Task objective: Could you lay out all of the material below as a numbered list, skipping blank lines and leaving the pictures out?

Provided records:
★ ★ ★

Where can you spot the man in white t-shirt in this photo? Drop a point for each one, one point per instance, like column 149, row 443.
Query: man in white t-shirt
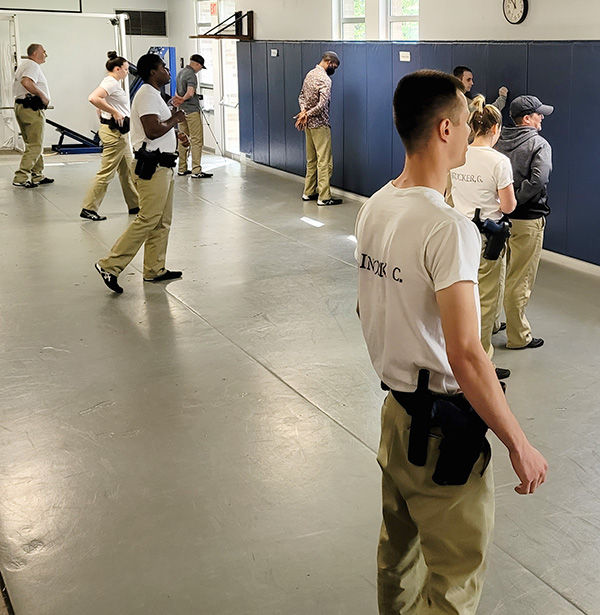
column 154, row 142
column 32, row 96
column 418, row 306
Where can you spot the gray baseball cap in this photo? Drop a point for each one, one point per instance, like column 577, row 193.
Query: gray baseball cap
column 524, row 105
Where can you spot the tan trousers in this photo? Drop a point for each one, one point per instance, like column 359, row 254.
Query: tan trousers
column 116, row 157
column 434, row 539
column 31, row 123
column 319, row 162
column 150, row 227
column 490, row 279
column 193, row 128
column 522, row 261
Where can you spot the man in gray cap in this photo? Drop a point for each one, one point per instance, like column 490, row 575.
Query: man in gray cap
column 314, row 120
column 531, row 159
column 188, row 101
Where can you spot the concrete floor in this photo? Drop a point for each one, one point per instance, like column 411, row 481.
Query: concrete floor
column 208, row 446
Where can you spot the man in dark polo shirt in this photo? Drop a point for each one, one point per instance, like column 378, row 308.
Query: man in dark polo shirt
column 187, row 86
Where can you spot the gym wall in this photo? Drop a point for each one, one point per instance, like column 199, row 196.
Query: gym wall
column 367, row 150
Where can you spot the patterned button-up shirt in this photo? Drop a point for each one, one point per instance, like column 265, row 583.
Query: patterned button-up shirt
column 315, row 96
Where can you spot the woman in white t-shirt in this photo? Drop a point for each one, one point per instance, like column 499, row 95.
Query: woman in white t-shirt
column 485, row 181
column 114, row 110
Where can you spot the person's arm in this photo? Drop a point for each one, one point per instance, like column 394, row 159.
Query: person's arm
column 98, row 99
column 539, row 175
column 324, row 96
column 476, row 377
column 30, row 86
column 155, row 128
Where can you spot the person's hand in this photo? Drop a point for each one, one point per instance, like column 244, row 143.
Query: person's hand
column 178, row 115
column 530, row 466
column 118, row 117
column 183, row 139
column 301, row 120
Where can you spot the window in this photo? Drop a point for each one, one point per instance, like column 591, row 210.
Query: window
column 145, row 23
column 403, row 20
column 353, row 20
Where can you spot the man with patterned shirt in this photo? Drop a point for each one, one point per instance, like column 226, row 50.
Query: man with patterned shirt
column 314, row 120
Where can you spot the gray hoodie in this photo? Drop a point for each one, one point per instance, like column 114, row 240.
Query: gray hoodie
column 531, row 158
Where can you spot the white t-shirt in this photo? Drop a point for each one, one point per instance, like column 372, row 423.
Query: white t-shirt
column 411, row 244
column 477, row 182
column 148, row 101
column 117, row 97
column 31, row 69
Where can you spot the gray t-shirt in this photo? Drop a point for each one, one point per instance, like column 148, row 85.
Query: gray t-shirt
column 186, row 78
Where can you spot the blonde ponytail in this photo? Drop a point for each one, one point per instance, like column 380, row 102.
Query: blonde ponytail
column 483, row 117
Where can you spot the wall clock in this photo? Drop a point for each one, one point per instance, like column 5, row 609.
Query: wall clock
column 515, row 11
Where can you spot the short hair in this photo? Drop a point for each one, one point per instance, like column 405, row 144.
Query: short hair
column 421, row 100
column 33, row 48
column 147, row 63
column 483, row 117
column 459, row 71
column 331, row 56
column 114, row 61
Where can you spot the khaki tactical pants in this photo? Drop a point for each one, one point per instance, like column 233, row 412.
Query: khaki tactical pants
column 150, row 227
column 116, row 156
column 193, row 128
column 31, row 123
column 490, row 286
column 319, row 162
column 434, row 539
column 523, row 258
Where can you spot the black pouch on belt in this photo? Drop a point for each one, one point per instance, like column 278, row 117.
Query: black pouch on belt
column 147, row 162
column 32, row 101
column 124, row 129
column 463, row 440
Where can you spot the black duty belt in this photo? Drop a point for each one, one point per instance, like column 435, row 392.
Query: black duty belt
column 463, row 431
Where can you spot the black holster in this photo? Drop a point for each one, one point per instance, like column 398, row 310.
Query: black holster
column 463, row 432
column 113, row 125
column 32, row 101
column 496, row 233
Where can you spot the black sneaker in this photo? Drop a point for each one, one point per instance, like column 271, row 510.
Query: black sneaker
column 88, row 214
column 502, row 373
column 500, row 328
column 109, row 279
column 167, row 275
column 535, row 342
column 26, row 184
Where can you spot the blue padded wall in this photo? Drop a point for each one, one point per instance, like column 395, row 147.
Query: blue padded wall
column 260, row 103
column 244, row 57
column 294, row 139
column 336, row 115
column 355, row 117
column 380, row 89
column 556, row 129
column 367, row 151
column 584, row 210
column 276, row 107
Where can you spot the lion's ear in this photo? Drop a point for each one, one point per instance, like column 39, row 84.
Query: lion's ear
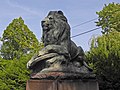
column 60, row 12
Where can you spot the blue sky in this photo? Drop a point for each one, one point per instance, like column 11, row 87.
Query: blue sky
column 33, row 11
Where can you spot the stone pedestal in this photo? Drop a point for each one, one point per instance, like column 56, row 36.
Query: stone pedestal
column 82, row 84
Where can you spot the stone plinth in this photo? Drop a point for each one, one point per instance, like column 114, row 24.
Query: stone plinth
column 85, row 84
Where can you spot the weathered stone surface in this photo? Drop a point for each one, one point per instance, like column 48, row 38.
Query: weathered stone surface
column 66, row 84
column 60, row 54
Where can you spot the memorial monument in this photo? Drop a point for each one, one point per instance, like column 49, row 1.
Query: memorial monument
column 60, row 58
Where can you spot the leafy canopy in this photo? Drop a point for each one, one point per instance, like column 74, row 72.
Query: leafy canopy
column 104, row 54
column 18, row 40
column 109, row 18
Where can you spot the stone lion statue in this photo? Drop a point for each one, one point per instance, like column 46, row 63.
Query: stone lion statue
column 59, row 50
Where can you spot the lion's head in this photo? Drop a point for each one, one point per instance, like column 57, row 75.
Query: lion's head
column 53, row 19
column 56, row 29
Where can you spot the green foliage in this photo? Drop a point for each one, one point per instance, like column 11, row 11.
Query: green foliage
column 18, row 40
column 13, row 73
column 109, row 18
column 104, row 55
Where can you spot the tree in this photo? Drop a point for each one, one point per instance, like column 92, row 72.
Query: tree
column 18, row 40
column 109, row 18
column 104, row 54
column 13, row 73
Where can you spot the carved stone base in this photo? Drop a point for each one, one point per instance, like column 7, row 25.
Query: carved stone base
column 58, row 84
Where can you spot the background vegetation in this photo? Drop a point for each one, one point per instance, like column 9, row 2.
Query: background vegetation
column 19, row 44
column 104, row 54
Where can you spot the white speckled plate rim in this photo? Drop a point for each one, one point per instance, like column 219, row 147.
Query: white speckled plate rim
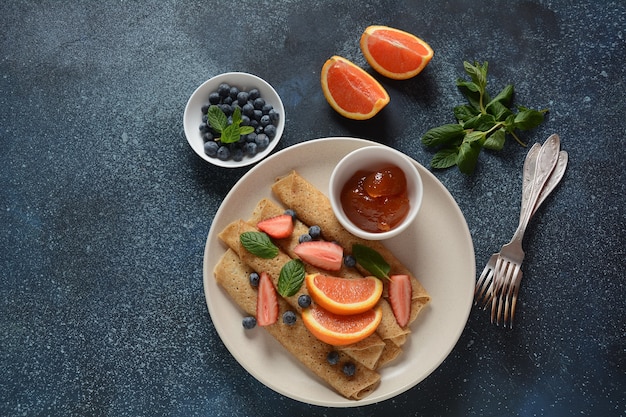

★ ★ ★

Exercise solution:
1. Where can you spot the man in white t-shirt in this photo? Drop a point for each one, one point per instance, like column 149, row 443.
2. Query: man in white t-shirt
3. column 154, row 142
4. column 32, row 96
5. column 418, row 306
6. Where can you spot the gray baseball cap in this photo? Drop a point for each one, one point per instance, like column 577, row 193.
7. Query: gray baseball cap
8. column 524, row 105
9. Where can you spot the tan trousers in this photo? Drop a point for each one, one point per instance, like column 359, row 254.
10. Query: tan trousers
11. column 116, row 157
12. column 434, row 539
13. column 31, row 123
14. column 319, row 162
15. column 150, row 227
16. column 490, row 279
17. column 193, row 128
18. column 522, row 261
19. Where can you spot the man in gray cap in this photo? Drop a point for each one, one point per instance, like column 490, row 575.
20. Query: man in gray cap
21. column 314, row 120
22. column 531, row 159
23. column 188, row 101
24. Where can you spot the concrete floor in this photo? Drop a point for each one, one point per instance, like column 411, row 481.
25. Query: concrete floor
26. column 208, row 446
27. Where can you spot the man in dark polo shirt in this photo? Drop a point for each one, one point per instance, like column 378, row 308.
28. Query: man in dark polo shirt
29. column 187, row 86
30. Where can you spot the gym wall in this photo? Drop a point for each one, one point per instance, like column 199, row 196.
31. Query: gym wall
32. column 367, row 150
33. Where can you spot the patterned button-up shirt in this photo? Drop a point for each one, one point per instance, like column 265, row 583.
34. Query: patterned button-up shirt
35. column 315, row 96
36. Where can you spot the woman in white t-shirt in this photo? Drop a point for each one, one point per instance, like column 499, row 95.
37. Query: woman in white t-shirt
38. column 485, row 181
39. column 114, row 110
40. Where can you spot the person's arm in this photo? Drop a point for each one, one point per instance, like column 394, row 159.
41. Query: person's arm
42. column 98, row 99
43. column 539, row 175
44. column 324, row 96
45. column 476, row 377
46. column 30, row 86
47. column 155, row 128
48. Where can you spot the person's hand in this photo? Drop a point for each one, one point per instance, like column 244, row 143.
49. Query: person's hand
50. column 178, row 115
51. column 530, row 466
52. column 118, row 117
53. column 183, row 139
54. column 301, row 120
55. Where can you spot the window in this photo? Drop a point for each one, one point per instance, like column 591, row 210.
56. Query: window
57. column 145, row 23
58. column 403, row 20
59. column 353, row 20
60. Where can you spot the man with patterned shirt in this photo? Drop a point for each one, one point per instance, like column 226, row 50.
61. Query: man with patterned shirt
62. column 314, row 120
63. Where can you spot the gray hoodie in this photo? Drop a point for each one, one point per instance, like column 114, row 240.
64. Query: gray hoodie
65. column 531, row 158
66. Where can you spot the white t-shirt in this photo? Drop a point for each one, one point per instance, like column 372, row 423.
67. Query: white t-shirt
68. column 411, row 244
69. column 477, row 182
70. column 148, row 101
71. column 117, row 97
72. column 31, row 69
73. Where can you spot the gray t-shirt in this photo? Drop a point for each one, one point per instance, like column 148, row 85.
74. Query: gray t-shirt
75. column 186, row 78
76. Where can you spot the blonde ponytail in this photo? Drop a point for each one, one point per instance, like column 380, row 102.
77. Query: blonde ponytail
78. column 483, row 117
79. Where can you spot the wall clock in this photo? Drop a point for each one, one point per instance, like column 5, row 609.
80. Query: wall clock
81. column 515, row 11
82. Where can you spot the short hair in this photo? Drop a point for each one, one point per instance, like column 405, row 144.
83. Query: short hair
84. column 421, row 100
85. column 33, row 48
86. column 147, row 63
87. column 483, row 117
88. column 459, row 71
89. column 331, row 56
90. column 114, row 61
91. Where can you spot the khaki tactical pants in this photo? Drop a point for each one, one point per instance, like column 233, row 412.
92. Query: khaki tactical pants
93. column 150, row 227
94. column 116, row 156
95. column 193, row 128
96. column 31, row 123
97. column 490, row 286
98. column 319, row 162
99. column 434, row 539
100. column 523, row 258
101. Where can you spot the black pouch on belt in this photo? Drop a point for each one, one point per instance, like column 278, row 117.
102. Query: black pouch on belt
103. column 147, row 162
104. column 32, row 101
105. column 124, row 129
106. column 463, row 440
107. Where can you spot the black duty belt in this photo? Drop a point for each one, one point per instance, like column 435, row 392.
108. Query: black duty belt
109. column 463, row 431
110. Where can you spot the black holster in this photo? Drop a point for each one, one point per instance, like column 398, row 310.
111. Query: black holster
112. column 463, row 432
113. column 113, row 125
114. column 32, row 101
115. column 496, row 233
116. Where can you spot the black sneaker in this photo? Drop a point for each one, one point per instance, like column 271, row 510.
117. Query: black sneaker
118. column 88, row 214
119. column 502, row 373
120. column 500, row 328
121. column 109, row 279
122. column 167, row 275
123. column 535, row 342
124. column 26, row 184
125. Where can you spot the blue padded wall in this photo? Drop a point for each one, one point per instance, like column 395, row 147.
126. Query: blue padded wall
127. column 260, row 103
128. column 244, row 57
129. column 294, row 139
130. column 336, row 115
131. column 355, row 117
132. column 380, row 89
133. column 556, row 129
134. column 367, row 151
135. column 584, row 210
136. column 276, row 107
137. Where can you spot the lion's ear in this photo? Drop a point for each one, one point per instance, like column 39, row 84.
138. Query: lion's ear
139. column 60, row 12
140. Where can you spot the blue sky in this photo? Drop a point for each one, one point per instance, like column 11, row 87.
141. Query: blue sky
142. column 33, row 11
143. Where can you spot the stone pedestal in this photo? Drop a point for each one, one point per instance, like column 56, row 36.
144. Query: stone pedestal
145. column 82, row 84
146. Where can you spot the stone plinth in this photo? Drop a point for each one, one point per instance, like column 114, row 24.
147. Query: stone plinth
148. column 85, row 84
149. Where can you spot the weathered stone surface in this photo? Drop a point for each one, one point per instance, like column 48, row 38.
150. Query: weathered stone surface
151. column 66, row 84
152. column 60, row 54
153. Where can you spot the memorial monument in this photo? Drop a point for each one, one point per instance, like column 49, row 1.
154. Query: memorial monument
155. column 60, row 58
156. Where can you spot the leafy canopy in this photo? Drop a point for each one, one point per instance, like column 74, row 72.
157. Query: leafy canopy
158. column 104, row 54
159. column 18, row 40
160. column 109, row 18
161. Where can you spot the stone lion statue in this photo? Drop a point for each one, one point per instance, like column 46, row 63.
162. Query: stone lion statue
163. column 59, row 50
164. Where can you spot the lion's head in this photo? Drop a point for each one, one point per instance, like column 57, row 75.
165. Query: lion's head
166. column 53, row 19
167. column 56, row 29
168. Where can you spot the green foliage in this photo? Drop a point for each one, one point per instance, like column 11, row 11.
169. Query: green foliage
170. column 18, row 40
171. column 13, row 73
172. column 109, row 18
173. column 104, row 55
174. Where can you spot the tree in this photo? Drop a point for each one, one point per instance, like column 92, row 72.
175. Query: tree
176. column 18, row 40
177. column 109, row 18
178. column 104, row 54
179. column 13, row 73
180. Where can you spot the carved stone base in this photo? Drop a point for each one, one point per instance, like column 7, row 25.
181. Query: carved stone base
182. column 58, row 84
183. Where can you spot the background vegetation in this photo? Drop a point for each one, one point per instance, like column 9, row 2.
184. Query: background vegetation
185. column 19, row 44
186. column 104, row 54
187. Where can you spot the white speckled plate rim in this photo? Drop a point for each one, one point per instance, like column 219, row 147.
188. Query: white speckled plate rim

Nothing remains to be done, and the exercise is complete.